## Data for the task

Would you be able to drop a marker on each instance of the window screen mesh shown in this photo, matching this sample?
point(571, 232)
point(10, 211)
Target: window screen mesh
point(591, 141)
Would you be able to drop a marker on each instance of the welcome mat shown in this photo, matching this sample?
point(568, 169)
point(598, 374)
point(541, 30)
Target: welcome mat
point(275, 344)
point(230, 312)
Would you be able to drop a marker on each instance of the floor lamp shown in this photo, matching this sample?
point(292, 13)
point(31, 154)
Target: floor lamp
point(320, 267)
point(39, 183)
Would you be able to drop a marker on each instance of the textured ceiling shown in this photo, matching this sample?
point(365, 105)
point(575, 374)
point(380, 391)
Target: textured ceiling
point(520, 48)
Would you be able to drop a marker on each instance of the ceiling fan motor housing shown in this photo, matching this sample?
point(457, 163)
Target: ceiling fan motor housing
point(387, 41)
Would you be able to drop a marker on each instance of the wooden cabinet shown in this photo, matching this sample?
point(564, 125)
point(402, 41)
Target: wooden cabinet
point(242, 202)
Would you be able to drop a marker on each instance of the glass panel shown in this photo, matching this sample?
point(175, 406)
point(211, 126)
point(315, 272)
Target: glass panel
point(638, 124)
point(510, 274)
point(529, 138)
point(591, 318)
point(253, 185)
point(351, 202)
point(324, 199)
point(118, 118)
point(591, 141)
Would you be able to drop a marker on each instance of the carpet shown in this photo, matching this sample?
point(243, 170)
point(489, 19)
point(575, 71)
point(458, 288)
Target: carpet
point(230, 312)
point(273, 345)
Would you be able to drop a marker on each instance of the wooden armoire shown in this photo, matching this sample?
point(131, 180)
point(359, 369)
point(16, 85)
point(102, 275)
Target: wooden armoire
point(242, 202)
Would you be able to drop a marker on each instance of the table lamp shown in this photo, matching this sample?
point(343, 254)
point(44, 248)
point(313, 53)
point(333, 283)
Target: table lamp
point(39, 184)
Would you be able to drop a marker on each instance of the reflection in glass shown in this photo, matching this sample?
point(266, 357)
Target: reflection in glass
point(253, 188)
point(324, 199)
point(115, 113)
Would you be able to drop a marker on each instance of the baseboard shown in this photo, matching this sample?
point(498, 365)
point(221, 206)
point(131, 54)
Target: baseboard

## Exercise aim
Please repeat all of the items above, swapping "drop a marker" for "place a pin" everywhere and leaving the rest unchanged.

## Answer to this task
Would you be able to place a pin on each instance of the window screen mesh shown in this photo, matching this sample?
point(571, 232)
point(10, 211)
Target: window screen mesh
point(591, 141)
Would you be able to place a pin on each instance of the welcome mat shown in this photo, matching this sample?
point(568, 169)
point(598, 374)
point(541, 30)
Target: welcome mat
point(275, 344)
point(230, 312)
Would you be able to place a pin on each instance of the floor lamp shown in this photo, matching this sample?
point(292, 13)
point(31, 154)
Target: floor lamp
point(320, 267)
point(39, 183)
Would you be able to place a pin on each instance of the textured ceiling shown in this photo, matching this sample?
point(365, 105)
point(575, 374)
point(380, 391)
Target: textured ceiling
point(520, 48)
Would you be able to place a pin on each instance of the ceiling fan motor housing shown in this photo, matching this sample?
point(457, 163)
Target: ceiling fan motor housing
point(387, 41)
Would you be able to place a pin on each instance of the wooden cabinet shown in this photo, matching this sample?
point(564, 125)
point(402, 41)
Target: wooden cabinet
point(242, 202)
Would you be able to place a pin on each instance of the glass panel shown in this photo, matching this sample?
point(175, 406)
point(211, 126)
point(315, 272)
Target: glass panel
point(638, 124)
point(510, 274)
point(529, 138)
point(591, 318)
point(253, 185)
point(351, 202)
point(324, 199)
point(118, 118)
point(591, 141)
Would you be able to place a pin on each instance of the carpet shown in this photo, matching this sample?
point(243, 170)
point(489, 19)
point(575, 71)
point(458, 288)
Target: carpet
point(230, 312)
point(273, 345)
Would you be able to place a pin on each instance of the wooden armoire shown in this photo, matching this sample?
point(131, 180)
point(359, 369)
point(16, 85)
point(102, 275)
Target: wooden armoire
point(242, 202)
Would you be able to place a pin on each instance of the table lamp shown in this photo, matching this sample?
point(343, 254)
point(44, 248)
point(313, 53)
point(333, 283)
Target: table lamp
point(39, 184)
Would you be able to place a pin on each instance of the reflection in glass shown in this photo, matching this sample?
point(266, 357)
Target: reflection in glass
point(253, 188)
point(324, 199)
point(115, 113)
Would you be able to place a pin on each instance of the baseboard shown in this photo, matching this sample?
point(498, 365)
point(221, 206)
point(131, 54)
Target: baseboard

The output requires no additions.